TASK STATEMENT :: Begin at the line containing "Could you please indicate the golden" and reproduce every line through the end of the entries below. Nothing else should appear.

(Referring expression data)
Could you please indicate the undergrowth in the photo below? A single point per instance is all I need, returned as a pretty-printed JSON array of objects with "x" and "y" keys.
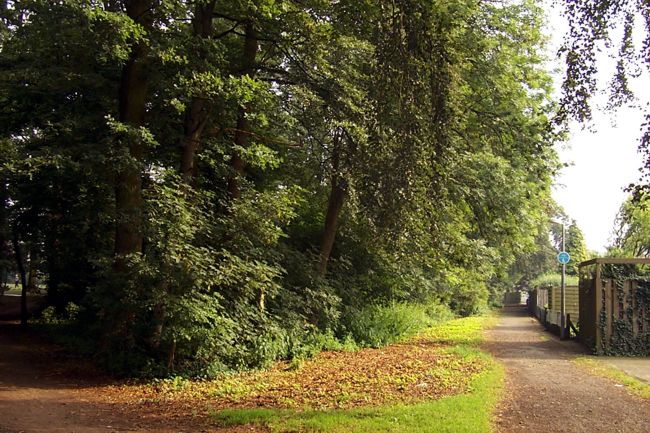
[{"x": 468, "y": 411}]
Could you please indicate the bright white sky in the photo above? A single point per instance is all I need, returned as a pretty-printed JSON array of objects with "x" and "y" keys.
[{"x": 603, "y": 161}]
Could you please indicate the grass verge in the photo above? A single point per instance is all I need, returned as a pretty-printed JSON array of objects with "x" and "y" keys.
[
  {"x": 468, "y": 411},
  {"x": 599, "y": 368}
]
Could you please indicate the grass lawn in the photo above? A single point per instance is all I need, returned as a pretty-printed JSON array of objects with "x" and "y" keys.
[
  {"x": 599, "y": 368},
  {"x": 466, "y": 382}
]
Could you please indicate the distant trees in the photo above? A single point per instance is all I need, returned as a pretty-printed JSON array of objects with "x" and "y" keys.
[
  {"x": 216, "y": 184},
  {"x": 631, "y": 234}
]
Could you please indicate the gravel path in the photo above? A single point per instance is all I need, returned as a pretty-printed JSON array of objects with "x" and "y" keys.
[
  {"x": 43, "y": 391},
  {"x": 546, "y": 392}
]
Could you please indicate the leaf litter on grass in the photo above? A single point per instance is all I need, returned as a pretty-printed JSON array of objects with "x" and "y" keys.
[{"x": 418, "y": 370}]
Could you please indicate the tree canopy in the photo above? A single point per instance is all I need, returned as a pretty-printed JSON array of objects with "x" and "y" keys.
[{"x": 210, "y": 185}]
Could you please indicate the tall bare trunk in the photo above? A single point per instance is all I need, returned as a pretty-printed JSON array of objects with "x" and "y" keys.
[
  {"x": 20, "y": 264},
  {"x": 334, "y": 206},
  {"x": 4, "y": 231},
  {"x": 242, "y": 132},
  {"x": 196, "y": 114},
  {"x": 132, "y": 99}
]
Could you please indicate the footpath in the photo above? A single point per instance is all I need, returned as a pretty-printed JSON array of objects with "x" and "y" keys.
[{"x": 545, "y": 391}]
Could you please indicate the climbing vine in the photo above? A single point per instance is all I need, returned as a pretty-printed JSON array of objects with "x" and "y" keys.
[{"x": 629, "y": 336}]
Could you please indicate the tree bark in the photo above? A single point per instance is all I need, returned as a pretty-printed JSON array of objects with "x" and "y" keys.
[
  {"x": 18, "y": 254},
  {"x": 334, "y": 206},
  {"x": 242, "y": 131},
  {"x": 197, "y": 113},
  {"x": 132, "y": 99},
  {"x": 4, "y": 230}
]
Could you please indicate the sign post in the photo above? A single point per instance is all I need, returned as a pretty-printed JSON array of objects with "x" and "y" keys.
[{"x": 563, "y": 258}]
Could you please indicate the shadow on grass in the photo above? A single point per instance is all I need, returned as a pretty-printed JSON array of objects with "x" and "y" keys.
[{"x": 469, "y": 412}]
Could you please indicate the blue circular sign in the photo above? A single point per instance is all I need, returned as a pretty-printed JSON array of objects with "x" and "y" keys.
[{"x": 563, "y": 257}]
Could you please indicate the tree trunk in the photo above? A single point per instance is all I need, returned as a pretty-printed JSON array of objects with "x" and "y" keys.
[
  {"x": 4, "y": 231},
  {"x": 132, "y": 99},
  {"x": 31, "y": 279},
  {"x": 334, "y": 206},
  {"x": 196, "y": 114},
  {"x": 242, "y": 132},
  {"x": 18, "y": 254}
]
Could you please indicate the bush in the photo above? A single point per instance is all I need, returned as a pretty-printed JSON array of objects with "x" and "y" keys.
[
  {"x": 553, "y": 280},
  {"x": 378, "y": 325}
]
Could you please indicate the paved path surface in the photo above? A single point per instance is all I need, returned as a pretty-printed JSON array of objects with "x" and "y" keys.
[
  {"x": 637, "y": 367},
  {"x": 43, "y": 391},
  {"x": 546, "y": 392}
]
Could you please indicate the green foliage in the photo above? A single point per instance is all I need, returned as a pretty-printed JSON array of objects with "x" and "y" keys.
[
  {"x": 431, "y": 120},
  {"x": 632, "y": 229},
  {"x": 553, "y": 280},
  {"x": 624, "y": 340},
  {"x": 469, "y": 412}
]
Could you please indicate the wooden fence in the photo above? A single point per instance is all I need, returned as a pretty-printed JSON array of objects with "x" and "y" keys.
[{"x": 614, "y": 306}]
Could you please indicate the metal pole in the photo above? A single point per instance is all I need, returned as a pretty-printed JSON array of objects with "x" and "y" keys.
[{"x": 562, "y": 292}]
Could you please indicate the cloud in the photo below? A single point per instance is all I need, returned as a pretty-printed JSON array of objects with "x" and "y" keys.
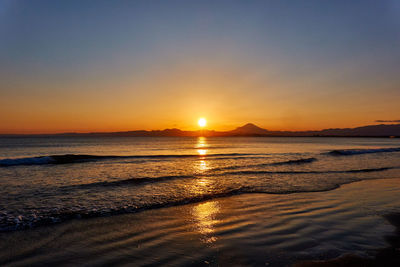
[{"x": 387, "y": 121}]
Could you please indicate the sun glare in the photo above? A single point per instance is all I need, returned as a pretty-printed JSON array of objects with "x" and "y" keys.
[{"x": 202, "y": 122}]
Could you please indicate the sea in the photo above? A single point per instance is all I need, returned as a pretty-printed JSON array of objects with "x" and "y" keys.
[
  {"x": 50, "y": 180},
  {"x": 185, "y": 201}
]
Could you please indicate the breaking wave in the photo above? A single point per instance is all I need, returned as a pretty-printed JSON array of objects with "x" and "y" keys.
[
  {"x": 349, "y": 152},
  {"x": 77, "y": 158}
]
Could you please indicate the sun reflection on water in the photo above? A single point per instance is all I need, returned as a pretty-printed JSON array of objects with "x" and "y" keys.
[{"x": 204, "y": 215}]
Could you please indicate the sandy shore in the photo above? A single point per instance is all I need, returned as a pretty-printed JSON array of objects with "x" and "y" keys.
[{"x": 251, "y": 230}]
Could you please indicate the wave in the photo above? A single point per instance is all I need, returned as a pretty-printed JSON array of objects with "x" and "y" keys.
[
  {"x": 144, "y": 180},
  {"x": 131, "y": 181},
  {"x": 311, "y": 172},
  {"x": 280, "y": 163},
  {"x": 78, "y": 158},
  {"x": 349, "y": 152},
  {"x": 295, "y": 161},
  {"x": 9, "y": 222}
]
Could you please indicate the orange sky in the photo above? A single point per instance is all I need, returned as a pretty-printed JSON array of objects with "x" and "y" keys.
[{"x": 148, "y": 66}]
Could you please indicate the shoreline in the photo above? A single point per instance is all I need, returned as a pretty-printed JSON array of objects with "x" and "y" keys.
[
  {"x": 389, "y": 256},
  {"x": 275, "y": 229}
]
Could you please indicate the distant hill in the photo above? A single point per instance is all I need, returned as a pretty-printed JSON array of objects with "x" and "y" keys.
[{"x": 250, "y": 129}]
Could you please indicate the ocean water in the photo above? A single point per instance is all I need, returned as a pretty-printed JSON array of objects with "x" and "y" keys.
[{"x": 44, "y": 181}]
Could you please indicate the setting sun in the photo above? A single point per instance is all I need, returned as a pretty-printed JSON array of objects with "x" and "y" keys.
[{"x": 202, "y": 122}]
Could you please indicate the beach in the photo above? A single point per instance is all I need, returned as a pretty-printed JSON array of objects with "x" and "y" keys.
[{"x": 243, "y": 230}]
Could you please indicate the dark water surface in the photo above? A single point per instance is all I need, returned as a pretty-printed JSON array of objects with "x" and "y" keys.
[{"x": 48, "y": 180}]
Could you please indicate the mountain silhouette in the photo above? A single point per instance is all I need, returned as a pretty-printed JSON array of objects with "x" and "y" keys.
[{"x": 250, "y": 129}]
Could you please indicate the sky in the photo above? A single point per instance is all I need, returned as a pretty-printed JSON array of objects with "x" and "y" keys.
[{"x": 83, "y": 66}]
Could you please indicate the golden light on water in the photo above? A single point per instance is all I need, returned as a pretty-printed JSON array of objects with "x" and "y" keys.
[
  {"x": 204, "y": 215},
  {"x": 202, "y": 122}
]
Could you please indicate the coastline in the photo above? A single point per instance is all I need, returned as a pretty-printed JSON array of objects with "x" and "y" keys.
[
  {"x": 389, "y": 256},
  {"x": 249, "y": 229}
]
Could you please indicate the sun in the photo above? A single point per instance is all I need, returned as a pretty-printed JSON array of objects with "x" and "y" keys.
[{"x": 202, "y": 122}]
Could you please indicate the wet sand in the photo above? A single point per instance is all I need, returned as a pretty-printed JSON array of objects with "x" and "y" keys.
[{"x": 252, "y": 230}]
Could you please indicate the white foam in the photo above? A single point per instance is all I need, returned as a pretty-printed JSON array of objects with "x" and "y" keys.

ANSWER SECTION ::
Could you please indicate the golden light on water in the photo above? A single point per instance is all I need, returned as a pretty-printed JSON array of objects with "x" and "y" keys.
[
  {"x": 204, "y": 215},
  {"x": 202, "y": 122}
]
Could you please indicate the coastline in the photo above? A single point per instance is all I need, returned as a pretty-printed JSON array of objects with "x" and "y" keys.
[
  {"x": 389, "y": 256},
  {"x": 249, "y": 229}
]
Could you please indicate the sun in the photo above? A single point per instance is all I need, returned as a pretty-printed JSON array of objects with "x" and "y" keys.
[{"x": 202, "y": 122}]
Could you please indicate the wet sand in the photo above? A single point per instance is all I need, returned as a pretty-printed JSON array of objects with "x" and "y" keys.
[{"x": 252, "y": 230}]
Could you please indicate the white foam in the photo above? A single point per instance is all I need, returned as a pretty-printed JSON array of objects with "x" and "y" keys.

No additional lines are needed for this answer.